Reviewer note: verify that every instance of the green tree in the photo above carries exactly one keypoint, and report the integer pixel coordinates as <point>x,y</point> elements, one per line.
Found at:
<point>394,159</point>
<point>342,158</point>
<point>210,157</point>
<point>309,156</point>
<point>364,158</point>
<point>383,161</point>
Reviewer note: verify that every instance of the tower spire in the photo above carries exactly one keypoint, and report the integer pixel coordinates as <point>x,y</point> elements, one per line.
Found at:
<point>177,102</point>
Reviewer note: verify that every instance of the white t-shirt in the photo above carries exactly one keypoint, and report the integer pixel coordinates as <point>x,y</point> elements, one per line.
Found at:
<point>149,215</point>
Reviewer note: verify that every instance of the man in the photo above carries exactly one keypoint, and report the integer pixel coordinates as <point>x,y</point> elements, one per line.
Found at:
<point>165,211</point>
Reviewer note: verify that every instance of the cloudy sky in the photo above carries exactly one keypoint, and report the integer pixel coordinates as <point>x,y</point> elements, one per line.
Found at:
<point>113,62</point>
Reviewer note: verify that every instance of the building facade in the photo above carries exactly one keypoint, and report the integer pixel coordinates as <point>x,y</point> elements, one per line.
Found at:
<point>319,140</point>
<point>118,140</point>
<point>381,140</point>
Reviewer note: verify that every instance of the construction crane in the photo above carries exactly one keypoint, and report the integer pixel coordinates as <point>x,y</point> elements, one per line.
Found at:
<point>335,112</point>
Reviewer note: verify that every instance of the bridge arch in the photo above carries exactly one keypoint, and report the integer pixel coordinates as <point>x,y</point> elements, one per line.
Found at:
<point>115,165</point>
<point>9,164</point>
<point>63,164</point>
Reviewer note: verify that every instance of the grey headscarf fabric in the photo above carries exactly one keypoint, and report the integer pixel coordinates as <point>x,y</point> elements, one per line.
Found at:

■ WHAT NEEDS TO BE DONE
Update the records above by replacing "Reviewer note" with "Annotator note" wherever it occurs, and leave everything else as it is.

■ COMPLETE OUTPUT
Annotator note: verify that every instance of the green tree in the photo above carries exactly one keypoint, and report the integer pixel coordinates as <point>x,y</point> elements, one per line.
Found at:
<point>394,159</point>
<point>342,158</point>
<point>210,157</point>
<point>309,156</point>
<point>364,158</point>
<point>383,161</point>
Annotator note: verify that every instance of the tower spire in the photo above carries exactly one keypoint, and report the integer pixel coordinates as <point>x,y</point> elements, one per line.
Found at:
<point>177,102</point>
Annotator note: verify that every instance of the white t-shirt in the photo above carries exactly one keypoint, and report the integer pixel coordinates as <point>x,y</point> elements, one per line.
Found at:
<point>149,215</point>
Annotator note: verify that every instance of the man in the photo above carries exactly one keypoint, and report the integer pixel coordinates as <point>x,y</point> elements, one per line.
Found at:
<point>165,211</point>
Annotator note: verify that every instance of the cloudy sky in the photo above carries exactly one keypoint, and report the integer pixel coordinates as <point>x,y</point> elements, one per line.
Found at:
<point>113,62</point>
Annotator note: verify that every instance of the building facade in the photo above carries exactly one keypoint, and report the integer pixel coordinates as <point>x,y</point> elements, one per line.
Found at:
<point>319,140</point>
<point>118,140</point>
<point>381,140</point>
Annotator note: verify that every instance of the construction crane in the photo above carries exactly one keypoint, and report the integer pixel coordinates as <point>x,y</point> elements, one per line.
Found at:
<point>335,112</point>
Annotator note: verify that every instance of the bridge arch in the photo above carries exactly one keypoint, and report the integer pixel coordinates as <point>x,y</point> elements, one per line.
Found at:
<point>115,165</point>
<point>9,164</point>
<point>63,164</point>
Annotator note: verify that every instance of the grey headscarf fabric in the photo above carries exactly one keypoint, and report the integer pixel coordinates as <point>x,y</point> elements, one per line.
Found at:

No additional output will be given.